First and only Black senior park manager in division history fired after opposing discriminatory hiring

Steven Muse had perfect performance reviews and zero discipline—until he spoke out against practices that excluded Black, Hispanic, and female job candidates.

First and only Black senior park manager in division history fired after opposing discriminatory hiring

Prince George's County, Maryland — Steven Muse spent three and a half years as a model employee. As Senior Park Manager III for the Maryland-National Capital Park and Planning Commission, he oversaw 33 parks, supervised 27 employees, and managed the largest land mass in Montgomery Parks. Every performance evaluation rated him as meeting or exceeding expectations. He had never received a single disciplinary action.


He was also the first and only African American to hold that position in the Northern Division's history.


On February 4, 2026, Justly Prudent filed a federal civil rights lawsuit on behalf of Mr. Muse, charging that M-NCPPC retaliated against him for opposing race and sex discrimination in the agency's hiring practices, and ultimately manufactured a pretext to terminate his employment.


The trouble began in September 2023, when Mr. Muse attended a management meeting and spoke up about what he had witnessed on hiring panels. Qualified candidates who lived south of the Intercounty Connector—an area with a predominantly Black and Hispanic population—were being systematically rejected. Panel members cited concerns about "commute times" or dismissed positions as "stepping stones." Meanwhile, less qualified white male candidates from Frederick County, Pennsylvania, and even West Virginia were routinely selected, despite living much farther away.


"We have to stop discriminating against people because of where they live," Mr. Muse told his colleagues.


Within weeks, the retaliation began.


First, Mr. Muse was inexplicably disqualified from a promotion to Regional Operations Manager, a position he had earned the right to interview for after clearing every prior hurdle in the selection process. Then came the systematic exclusion: management meetings he had always attended were suddenly held without him. Training opportunities went to his non-Black peers but not to him. His supervisors began conducting unauthorized meetings with his subordinate employees, undermining his authority in ways that no other manager experienced.


Mr. Muse documented everything. He filed written complaints in August and September 2024 with his supervisors and with M-NCPPC's human resources department. The agency took no action.


Then, in October 2024, M-NCPPC placed Mr. Muse on administrative leave and launched an investigation unlike any in the agency's history: a retroactive analysis of GPS data from his work vehicle, targeting 131 alleged "unauthorized stops" at his residence over a 13-month period. The investigation was triggered by allegations from a white subordinate employee who later bragged to coworkers that he had "made it his mission to get rid of Muse."
- - -
Instructions for the task:
Using the article on Steven Muse's firing, answer these:
(a) How many parks did Muse oversee as Senior Park Manager III?
(b) In what month and year did Muse speak up at a management meeting about hiring panels?
(c) How many alleged "unauthorized stops" did the GPS investigation target?
The records after this text have nothing to do with it.

Excerpts from a point labeling dataset:
- - -
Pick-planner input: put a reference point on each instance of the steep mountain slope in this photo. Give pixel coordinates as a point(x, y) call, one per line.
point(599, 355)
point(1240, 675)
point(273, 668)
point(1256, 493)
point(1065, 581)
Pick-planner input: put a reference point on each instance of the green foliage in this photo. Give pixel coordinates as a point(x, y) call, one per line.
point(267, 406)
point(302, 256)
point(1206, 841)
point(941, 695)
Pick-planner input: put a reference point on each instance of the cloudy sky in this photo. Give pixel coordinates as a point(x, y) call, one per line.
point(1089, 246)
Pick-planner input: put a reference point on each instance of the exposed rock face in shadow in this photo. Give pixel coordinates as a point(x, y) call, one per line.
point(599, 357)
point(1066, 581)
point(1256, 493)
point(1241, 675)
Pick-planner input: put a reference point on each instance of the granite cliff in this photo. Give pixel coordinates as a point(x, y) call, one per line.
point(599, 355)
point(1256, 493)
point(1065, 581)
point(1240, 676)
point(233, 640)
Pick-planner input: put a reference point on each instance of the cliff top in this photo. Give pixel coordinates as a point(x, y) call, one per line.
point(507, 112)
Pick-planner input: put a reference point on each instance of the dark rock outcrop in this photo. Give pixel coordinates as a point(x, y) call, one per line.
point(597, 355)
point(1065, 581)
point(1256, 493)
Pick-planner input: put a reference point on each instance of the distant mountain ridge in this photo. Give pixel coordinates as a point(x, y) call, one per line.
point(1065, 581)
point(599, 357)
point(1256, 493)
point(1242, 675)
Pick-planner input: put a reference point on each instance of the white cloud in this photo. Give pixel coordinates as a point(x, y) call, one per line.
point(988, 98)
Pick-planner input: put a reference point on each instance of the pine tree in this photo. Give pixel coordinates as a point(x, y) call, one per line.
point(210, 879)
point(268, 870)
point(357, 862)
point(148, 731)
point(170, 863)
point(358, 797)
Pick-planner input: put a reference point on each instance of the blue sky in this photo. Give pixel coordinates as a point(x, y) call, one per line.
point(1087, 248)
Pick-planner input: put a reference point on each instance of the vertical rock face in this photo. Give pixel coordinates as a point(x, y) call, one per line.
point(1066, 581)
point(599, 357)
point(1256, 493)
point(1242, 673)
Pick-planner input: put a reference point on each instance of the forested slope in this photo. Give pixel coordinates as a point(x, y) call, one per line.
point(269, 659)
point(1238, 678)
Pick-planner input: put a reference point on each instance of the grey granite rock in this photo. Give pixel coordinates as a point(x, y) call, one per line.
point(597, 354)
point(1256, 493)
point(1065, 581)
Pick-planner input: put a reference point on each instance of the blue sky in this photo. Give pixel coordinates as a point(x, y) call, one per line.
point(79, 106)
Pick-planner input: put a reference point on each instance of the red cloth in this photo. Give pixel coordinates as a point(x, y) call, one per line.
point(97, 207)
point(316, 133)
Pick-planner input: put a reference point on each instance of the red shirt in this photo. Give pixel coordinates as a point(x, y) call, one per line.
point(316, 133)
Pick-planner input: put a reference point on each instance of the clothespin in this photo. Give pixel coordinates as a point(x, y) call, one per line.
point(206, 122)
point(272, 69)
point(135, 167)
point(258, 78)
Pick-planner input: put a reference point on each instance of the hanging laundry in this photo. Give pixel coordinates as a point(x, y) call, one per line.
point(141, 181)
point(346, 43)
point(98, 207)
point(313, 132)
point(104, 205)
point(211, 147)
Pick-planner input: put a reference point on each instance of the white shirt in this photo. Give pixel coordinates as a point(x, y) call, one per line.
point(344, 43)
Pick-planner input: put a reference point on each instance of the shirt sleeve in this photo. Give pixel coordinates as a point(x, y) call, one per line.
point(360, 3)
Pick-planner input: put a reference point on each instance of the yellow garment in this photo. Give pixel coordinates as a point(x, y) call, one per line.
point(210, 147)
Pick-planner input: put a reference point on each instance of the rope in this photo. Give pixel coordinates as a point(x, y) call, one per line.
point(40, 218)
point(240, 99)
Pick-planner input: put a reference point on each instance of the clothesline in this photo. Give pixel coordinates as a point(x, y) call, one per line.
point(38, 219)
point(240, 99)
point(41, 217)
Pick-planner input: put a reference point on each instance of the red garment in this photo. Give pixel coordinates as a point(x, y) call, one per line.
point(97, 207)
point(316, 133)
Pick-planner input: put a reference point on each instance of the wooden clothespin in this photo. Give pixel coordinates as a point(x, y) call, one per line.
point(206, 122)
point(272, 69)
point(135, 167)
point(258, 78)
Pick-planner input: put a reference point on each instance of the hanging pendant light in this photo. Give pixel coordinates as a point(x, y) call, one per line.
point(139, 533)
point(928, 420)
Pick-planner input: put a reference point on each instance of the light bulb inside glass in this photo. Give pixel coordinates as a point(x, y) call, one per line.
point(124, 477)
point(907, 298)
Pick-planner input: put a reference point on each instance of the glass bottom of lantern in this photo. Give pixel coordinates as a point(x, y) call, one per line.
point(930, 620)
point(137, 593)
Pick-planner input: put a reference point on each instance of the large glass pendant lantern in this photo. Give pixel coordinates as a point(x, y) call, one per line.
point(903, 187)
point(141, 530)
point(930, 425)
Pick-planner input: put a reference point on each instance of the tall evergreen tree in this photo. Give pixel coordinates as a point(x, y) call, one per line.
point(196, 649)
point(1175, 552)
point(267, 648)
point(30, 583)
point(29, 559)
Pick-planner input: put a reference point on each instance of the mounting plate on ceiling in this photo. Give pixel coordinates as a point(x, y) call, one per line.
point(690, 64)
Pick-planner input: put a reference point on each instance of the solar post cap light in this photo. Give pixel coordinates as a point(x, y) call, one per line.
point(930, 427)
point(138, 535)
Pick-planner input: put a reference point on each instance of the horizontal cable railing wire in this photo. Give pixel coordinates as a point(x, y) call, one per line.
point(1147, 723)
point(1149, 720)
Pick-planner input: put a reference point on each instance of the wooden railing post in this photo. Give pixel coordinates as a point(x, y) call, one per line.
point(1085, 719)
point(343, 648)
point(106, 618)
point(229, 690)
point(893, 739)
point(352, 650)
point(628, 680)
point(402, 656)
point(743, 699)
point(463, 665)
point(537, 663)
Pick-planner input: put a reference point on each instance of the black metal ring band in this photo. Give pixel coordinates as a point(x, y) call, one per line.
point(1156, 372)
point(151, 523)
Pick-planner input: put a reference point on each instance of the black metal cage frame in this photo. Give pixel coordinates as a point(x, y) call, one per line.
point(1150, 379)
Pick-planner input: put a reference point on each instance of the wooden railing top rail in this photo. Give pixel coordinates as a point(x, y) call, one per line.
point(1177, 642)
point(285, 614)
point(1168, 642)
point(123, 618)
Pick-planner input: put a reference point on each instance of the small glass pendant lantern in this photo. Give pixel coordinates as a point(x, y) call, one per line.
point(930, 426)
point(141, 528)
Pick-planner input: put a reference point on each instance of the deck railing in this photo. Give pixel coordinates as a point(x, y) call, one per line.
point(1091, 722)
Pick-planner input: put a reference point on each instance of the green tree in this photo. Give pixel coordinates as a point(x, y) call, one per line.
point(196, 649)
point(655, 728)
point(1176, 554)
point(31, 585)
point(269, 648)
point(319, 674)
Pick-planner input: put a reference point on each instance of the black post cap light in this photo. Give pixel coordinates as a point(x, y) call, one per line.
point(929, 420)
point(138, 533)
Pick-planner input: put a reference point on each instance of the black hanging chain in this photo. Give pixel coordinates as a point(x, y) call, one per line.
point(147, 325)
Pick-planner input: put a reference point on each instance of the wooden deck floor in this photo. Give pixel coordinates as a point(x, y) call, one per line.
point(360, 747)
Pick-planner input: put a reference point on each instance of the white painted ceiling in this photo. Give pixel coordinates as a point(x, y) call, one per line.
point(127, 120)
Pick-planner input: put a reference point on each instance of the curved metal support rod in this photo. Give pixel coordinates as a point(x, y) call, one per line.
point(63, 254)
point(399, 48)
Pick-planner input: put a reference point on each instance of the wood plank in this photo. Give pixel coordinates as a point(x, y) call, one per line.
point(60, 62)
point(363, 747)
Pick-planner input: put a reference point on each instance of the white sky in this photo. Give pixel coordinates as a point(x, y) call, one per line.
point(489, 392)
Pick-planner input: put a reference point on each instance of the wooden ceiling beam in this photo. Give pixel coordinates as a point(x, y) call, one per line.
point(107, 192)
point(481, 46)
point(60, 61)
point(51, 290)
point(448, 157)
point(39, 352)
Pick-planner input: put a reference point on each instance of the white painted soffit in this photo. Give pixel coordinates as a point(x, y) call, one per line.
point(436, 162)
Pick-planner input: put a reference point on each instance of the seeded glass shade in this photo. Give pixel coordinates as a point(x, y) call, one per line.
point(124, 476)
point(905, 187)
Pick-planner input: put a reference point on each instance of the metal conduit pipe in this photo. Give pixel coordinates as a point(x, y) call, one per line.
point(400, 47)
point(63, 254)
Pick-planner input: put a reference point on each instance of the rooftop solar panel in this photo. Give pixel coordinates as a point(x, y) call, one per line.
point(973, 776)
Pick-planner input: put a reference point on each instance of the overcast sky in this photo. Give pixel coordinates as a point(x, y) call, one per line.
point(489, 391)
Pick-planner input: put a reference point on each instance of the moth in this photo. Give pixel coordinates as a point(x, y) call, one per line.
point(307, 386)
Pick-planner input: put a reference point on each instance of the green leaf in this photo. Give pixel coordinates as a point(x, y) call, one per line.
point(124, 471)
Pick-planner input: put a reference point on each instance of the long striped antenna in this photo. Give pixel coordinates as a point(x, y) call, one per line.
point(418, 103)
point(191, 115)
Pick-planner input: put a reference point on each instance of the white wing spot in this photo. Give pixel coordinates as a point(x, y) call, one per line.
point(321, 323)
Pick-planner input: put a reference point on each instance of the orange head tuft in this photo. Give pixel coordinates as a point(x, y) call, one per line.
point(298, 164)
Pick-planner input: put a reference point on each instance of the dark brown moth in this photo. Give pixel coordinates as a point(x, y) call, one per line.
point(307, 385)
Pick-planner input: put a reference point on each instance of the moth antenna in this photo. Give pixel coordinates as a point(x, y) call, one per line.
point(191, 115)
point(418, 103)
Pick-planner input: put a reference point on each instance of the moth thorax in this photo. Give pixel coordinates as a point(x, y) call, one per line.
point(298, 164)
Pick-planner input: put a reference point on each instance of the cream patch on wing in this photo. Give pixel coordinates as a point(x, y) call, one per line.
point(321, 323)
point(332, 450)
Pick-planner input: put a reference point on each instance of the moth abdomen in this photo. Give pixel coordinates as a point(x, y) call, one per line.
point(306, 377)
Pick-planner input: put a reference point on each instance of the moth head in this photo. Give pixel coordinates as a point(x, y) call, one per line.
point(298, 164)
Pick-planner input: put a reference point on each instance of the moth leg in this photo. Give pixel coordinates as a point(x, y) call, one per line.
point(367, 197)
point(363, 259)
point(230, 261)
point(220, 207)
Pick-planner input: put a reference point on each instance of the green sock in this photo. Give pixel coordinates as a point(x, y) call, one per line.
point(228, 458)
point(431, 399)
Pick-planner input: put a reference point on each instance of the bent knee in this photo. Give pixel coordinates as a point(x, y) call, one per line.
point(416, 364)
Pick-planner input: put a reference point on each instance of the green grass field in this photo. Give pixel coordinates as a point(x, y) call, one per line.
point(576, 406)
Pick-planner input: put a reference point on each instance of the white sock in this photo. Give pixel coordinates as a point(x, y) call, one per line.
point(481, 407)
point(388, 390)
- - -
The reply:
(a) 33
(b) September 2023
(c) 131